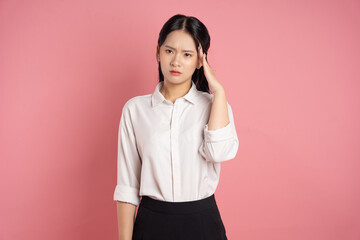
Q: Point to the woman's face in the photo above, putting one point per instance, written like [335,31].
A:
[178,53]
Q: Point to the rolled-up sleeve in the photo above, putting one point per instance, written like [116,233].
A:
[128,162]
[220,144]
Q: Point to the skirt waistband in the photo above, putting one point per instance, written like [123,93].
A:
[186,207]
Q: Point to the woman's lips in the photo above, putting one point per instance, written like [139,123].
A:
[175,73]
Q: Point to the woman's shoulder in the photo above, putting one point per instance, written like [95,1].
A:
[137,101]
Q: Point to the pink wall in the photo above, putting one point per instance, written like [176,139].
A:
[291,72]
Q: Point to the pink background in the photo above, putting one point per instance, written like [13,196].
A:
[291,73]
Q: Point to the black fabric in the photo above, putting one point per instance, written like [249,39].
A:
[161,220]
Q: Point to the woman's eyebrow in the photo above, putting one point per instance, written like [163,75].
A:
[175,49]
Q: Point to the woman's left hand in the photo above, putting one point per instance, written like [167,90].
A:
[214,84]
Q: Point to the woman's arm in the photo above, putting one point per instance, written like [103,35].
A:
[126,216]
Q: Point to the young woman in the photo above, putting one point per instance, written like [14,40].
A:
[171,143]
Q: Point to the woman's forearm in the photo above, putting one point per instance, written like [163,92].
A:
[126,217]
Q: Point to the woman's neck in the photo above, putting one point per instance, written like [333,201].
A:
[172,92]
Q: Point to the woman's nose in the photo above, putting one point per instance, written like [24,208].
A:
[175,60]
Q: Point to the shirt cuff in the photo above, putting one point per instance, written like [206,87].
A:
[127,194]
[219,134]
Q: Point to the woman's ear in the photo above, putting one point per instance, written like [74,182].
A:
[157,54]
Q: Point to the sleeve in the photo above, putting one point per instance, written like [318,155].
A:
[220,144]
[128,162]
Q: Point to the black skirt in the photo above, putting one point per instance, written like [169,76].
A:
[162,220]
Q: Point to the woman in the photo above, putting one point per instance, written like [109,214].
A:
[171,143]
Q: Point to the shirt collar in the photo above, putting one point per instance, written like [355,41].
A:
[157,96]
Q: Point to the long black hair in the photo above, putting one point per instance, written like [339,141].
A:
[199,33]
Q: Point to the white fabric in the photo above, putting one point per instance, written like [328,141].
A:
[165,150]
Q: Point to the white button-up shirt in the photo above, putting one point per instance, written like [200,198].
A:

=-=-=

WHAT YOU HAVE TO DO - Output exactly the lines of the data that run from the one containing "Q: Point to the white button-up" to the very last line, and no others.

REPLY -
Q: Point to the white button-up shirt in the photo above, putting one point per instance, written like [200,198].
A:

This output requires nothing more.